What you will do: What is needed is an exact transcription of every entry below, with the pictures left out.

Supplied information:
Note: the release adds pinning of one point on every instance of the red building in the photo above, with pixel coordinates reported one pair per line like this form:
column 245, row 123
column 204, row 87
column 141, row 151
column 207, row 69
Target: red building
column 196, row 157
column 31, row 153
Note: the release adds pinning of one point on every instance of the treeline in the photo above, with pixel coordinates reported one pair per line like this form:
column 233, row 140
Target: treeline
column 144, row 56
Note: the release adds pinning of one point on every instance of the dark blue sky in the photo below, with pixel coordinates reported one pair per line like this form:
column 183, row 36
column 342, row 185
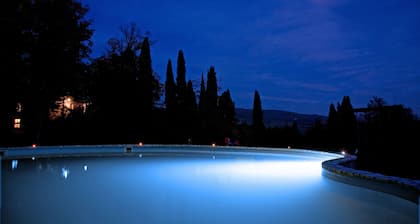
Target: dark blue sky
column 300, row 55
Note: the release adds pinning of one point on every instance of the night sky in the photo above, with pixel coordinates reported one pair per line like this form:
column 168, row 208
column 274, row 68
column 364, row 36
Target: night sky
column 300, row 55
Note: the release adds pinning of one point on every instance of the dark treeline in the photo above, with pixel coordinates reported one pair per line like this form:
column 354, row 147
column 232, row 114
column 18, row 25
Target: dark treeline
column 52, row 93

Response area:
Note: the release adds pinning of one point on every instance of the red building in the photo above, with pixel coordinates reported one pair per line like this form:
column 245, row 123
column 204, row 87
column 141, row 151
column 207, row 69
Target: red building
column 196, row 157
column 31, row 153
Note: the release adds pinning of one point on every instance of the treeline in the photo above, with pixel coordinates reported one pair per line like this form:
column 233, row 140
Target: treeline
column 144, row 56
Note: the release adds pinning of one point on every instance of the dark blue sky in the photo below, with pixel coordinates reported one pair per line like this form:
column 183, row 36
column 342, row 185
Target: dark blue sky
column 300, row 55
Note: the release adds pinning of one point on every instance of the night sky in the photo above, with pixel coordinates reported one pair per line like this form:
column 168, row 208
column 274, row 68
column 364, row 36
Target: night sky
column 300, row 55
Note: the release adds pinning of one point on every instance of the dark treeline in the photo above, with pixel coordinates reported one pair per line like this form:
column 354, row 147
column 232, row 114
column 18, row 25
Target: dark treeline
column 52, row 93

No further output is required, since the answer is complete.